■ Task prompt ■
Write out every line of the material as it stands, apart from the pictures.

Point annotation dataset records
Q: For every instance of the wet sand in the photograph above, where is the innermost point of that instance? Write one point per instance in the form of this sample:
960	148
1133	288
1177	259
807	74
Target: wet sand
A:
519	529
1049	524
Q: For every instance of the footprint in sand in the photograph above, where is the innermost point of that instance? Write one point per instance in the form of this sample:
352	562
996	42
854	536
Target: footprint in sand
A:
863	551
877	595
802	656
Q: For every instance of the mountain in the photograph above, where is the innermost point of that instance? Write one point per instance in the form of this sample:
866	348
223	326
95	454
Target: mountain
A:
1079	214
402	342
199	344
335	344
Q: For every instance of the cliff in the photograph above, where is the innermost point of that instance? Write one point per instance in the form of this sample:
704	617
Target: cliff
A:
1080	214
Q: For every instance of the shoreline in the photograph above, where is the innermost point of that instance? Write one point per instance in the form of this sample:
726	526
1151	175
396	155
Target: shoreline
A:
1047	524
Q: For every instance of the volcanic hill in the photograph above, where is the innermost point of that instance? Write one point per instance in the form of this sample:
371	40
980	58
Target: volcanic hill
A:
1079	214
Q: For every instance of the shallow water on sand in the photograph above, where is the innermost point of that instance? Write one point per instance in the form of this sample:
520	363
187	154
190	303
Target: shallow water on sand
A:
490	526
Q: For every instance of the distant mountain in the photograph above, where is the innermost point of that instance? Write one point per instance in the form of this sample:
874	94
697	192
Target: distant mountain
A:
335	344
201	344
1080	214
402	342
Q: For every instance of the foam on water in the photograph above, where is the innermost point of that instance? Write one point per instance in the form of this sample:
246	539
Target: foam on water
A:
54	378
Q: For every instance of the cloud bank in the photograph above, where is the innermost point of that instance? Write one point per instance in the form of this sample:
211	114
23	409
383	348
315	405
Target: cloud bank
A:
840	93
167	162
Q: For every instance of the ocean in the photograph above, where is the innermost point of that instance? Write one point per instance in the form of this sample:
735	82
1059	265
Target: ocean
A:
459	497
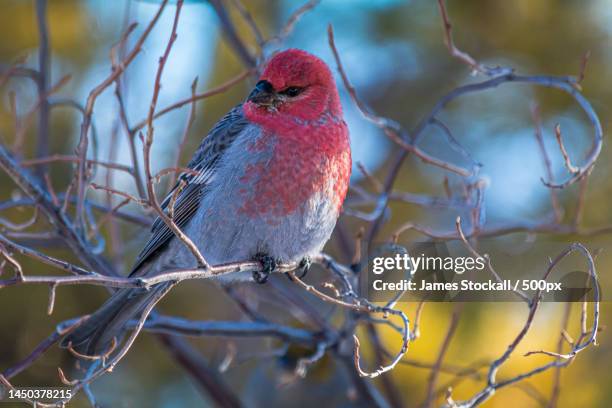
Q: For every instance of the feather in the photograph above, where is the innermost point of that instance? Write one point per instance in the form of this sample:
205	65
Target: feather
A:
203	162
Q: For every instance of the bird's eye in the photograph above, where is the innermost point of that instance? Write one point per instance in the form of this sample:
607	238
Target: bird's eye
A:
292	91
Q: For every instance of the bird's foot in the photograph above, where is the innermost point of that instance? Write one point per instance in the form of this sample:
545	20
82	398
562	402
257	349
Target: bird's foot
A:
268	265
302	269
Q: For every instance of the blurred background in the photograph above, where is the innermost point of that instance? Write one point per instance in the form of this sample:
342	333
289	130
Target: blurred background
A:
394	54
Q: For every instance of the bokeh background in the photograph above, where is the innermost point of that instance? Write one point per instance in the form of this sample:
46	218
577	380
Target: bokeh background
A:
394	54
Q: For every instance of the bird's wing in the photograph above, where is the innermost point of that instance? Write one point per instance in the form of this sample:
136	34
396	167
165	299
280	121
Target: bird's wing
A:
191	186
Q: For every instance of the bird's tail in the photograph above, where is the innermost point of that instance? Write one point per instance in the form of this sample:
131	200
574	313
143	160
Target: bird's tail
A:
96	334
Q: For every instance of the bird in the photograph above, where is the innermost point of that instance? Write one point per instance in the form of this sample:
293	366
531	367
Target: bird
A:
267	183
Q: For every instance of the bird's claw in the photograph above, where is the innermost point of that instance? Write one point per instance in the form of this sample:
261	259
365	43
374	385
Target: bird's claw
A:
268	265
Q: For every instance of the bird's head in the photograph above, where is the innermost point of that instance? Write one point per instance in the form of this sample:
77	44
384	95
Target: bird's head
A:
297	84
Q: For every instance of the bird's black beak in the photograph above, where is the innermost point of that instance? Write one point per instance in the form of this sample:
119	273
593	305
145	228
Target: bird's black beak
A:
263	94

■ Task output ■
Q: For every instance of the wet sand in the photograph above, where is the innermost point of that instance? Write one point per instance in the form of this sample:
960	148
1133	288
1177	259
807	74
Target: wet sand
A:
519	529
1049	524
Q: For every instance of the footprint in sand in the photograph above, where is the innermost point of that instance? Write one point per instance in the form of this sample:
352	562
996	42
854	536
Target: footprint in sand
A:
863	551
877	595
802	656
Q: For every instance of the mountain in the photograph above, where is the innermost point of that instance? Write one point per instance in the form of this sample:
866	348
223	326
95	454
Target: mountain
A:
1079	214
402	342
199	344
335	344
Q: For every instance of the cliff in the photograph above, where is the innermost point of that instance? Write one point per instance in the form of this sample:
704	617
Target: cliff
A:
1080	214
Q: For every instance of the shoreline in the photograph above, where is the innermost point of that instance? Write one point per instance in the form of this sample:
726	526
1151	175
396	155
Target: shoreline
A:
1047	524
Q: For every instance of the volcanic hill in the photograph above, where is the innermost point of that instance? Write one point per instance in the form of this sample:
371	40
980	58
Target: volcanic hill
A:
1079	214
Q: For every instance of the shallow water on sand in the photograph above, where is the innermost point of that instance? Write one point per instance in the form of this sample:
520	363
187	154
190	303
Target: shallow water on sand
A:
490	526
Q: For every instance of the distant mountain in the photograph above, where is the innermost point of that instance? Write one point per instance in the form of this sample:
874	94
697	192
Target: distant mountain
A:
335	344
201	344
1080	214
402	342
Q: For every instance of the foam on water in the photograph above, where is the innermost point of that instance? Write one point per instance in the form of this sample:
246	539
Target: foam on water
A:
54	378
Q: For every instance of the cloud bank in the photograph above, where is the innermost point of that instance? Write one point per instance in the form of this sample:
211	114
23	409
383	348
315	405
Target: cloud bank
A:
840	93
167	162
Q: For every instance of the ocean in the photograph above, where is the innermost point of that instance? Write one point per instance in the form of this sample:
735	82
1059	265
Target: ocean
A:
459	497
Q: For every instance of the feather in the photograph above, where is the innermost point of that instance? Write one point per instance in the form of this sample:
205	65
Target: feather
A:
203	162
Q: For every instance of the bird's eye in the photograph above, where is the innermost point of that instance? Write one point per instance in the form of this sample:
607	238
Target: bird's eye
A:
292	91
Q: For every instance of the bird's foot in the photograph above, where is the innermost point of that instance? Write one point per instance in the form of this sample:
545	20
82	398
562	402
257	349
Target: bird's foot
A:
268	265
302	269
Q: For every instance of the blurred background in the photograph above, where is the innermost point of that instance? Write one point per instance in the form of this sample:
342	333
289	130
Target: blurred background
A:
394	54
Q: For every instance of the bokeh background in the photograph above, where is the innermost point of that instance? Write one point per instance in the form of this sample:
46	218
577	380
Target: bokeh background
A:
394	54
Q: For every instance of the bird's wing in the photograph above, where is the innermost point of that instance? Write one point per instance in the form of this sample:
136	34
396	167
165	299
280	121
Target: bird's wing
A:
191	186
Q: For every instance of the bird's tail in the photograph above, where is the innermost point of that instance? Write one point per instance in the form of this sample:
131	200
574	313
143	160
Target: bird's tail
A:
96	334
Q: For every instance of the bird in the photograph above, where is the innermost point of that instance? Write one point per instance in the form of this sample:
293	366
531	367
Target: bird
A:
267	183
Q: For every instance of the bird's claw in the photograph above, where is the innermost point of that instance? Write one point per instance in the form of this sample:
261	259
365	43
374	385
Target: bird's claw
A:
268	265
Q: For every instance of the bird's head in the photograph above, where is the innermost point of that instance? Write one point per instance in the form of this sample:
77	44
384	95
Target: bird's head
A:
297	84
Q: For every instance of the bird's black beak in the photograph above, where is the innermost point of that instance? Write one point per instance in the form of this sample:
119	273
593	305
145	228
Target: bird's black beak
A:
263	94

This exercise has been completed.